* [Problem to solve]:
Starting at the line that contains "Where can the strawberry" and ending at the close of the material, rewrite every line with the requests unchanged, multiplying each coordinate value in the answers by 1.1 and rounding it to a whole number, with halves rounded up.

* [Rows]:

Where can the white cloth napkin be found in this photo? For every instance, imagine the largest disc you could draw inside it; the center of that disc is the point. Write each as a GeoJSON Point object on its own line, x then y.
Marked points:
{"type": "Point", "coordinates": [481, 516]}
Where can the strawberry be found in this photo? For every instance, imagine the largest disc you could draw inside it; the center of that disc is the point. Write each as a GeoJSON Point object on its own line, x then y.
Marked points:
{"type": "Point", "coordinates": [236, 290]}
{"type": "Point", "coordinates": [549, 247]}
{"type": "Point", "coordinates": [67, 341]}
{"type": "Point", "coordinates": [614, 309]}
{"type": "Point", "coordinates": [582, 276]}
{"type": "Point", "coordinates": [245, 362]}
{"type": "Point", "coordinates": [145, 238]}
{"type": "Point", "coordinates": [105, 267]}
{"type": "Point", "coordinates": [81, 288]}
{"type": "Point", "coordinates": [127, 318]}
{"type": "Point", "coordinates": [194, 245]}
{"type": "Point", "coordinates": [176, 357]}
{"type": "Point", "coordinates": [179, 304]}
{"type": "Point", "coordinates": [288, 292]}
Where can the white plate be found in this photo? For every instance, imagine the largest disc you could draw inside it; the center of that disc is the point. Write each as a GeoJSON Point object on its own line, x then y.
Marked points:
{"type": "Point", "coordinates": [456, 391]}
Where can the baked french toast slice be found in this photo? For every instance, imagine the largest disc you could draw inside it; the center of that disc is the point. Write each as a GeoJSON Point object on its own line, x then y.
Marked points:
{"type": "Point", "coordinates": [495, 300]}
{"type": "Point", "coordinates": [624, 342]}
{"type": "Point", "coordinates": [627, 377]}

* [In response]:
Where can the strawberry be found in this photo? For every instance, imagine the largest disc you could draw inside it; the center of that disc is the point. Write each as a GeoJSON Point object on its own line, x then y.
Marked points:
{"type": "Point", "coordinates": [260, 319]}
{"type": "Point", "coordinates": [604, 272]}
{"type": "Point", "coordinates": [74, 375]}
{"type": "Point", "coordinates": [675, 340]}
{"type": "Point", "coordinates": [640, 304]}
{"type": "Point", "coordinates": [270, 398]}
{"type": "Point", "coordinates": [160, 262]}
{"type": "Point", "coordinates": [116, 294]}
{"type": "Point", "coordinates": [89, 317]}
{"type": "Point", "coordinates": [140, 350]}
{"type": "Point", "coordinates": [213, 270]}
{"type": "Point", "coordinates": [194, 393]}
{"type": "Point", "coordinates": [197, 334]}
{"type": "Point", "coordinates": [317, 321]}
Where can the white plate be found in this photo? For every instance, imagine the largest disc you could draw inside it; the center of that disc is the point. Write each as a GeoJSON Point object on its own line, x then y.
Marked points:
{"type": "Point", "coordinates": [502, 430]}
Where can the baked french toast slice be found in this photo? For every instance, imagine the largest disc you could draw inside it; the center of that disc is the point. Write each as a GeoJSON Point object on its own line, x then y.
Marked points:
{"type": "Point", "coordinates": [545, 330]}
{"type": "Point", "coordinates": [686, 376]}
{"type": "Point", "coordinates": [690, 415]}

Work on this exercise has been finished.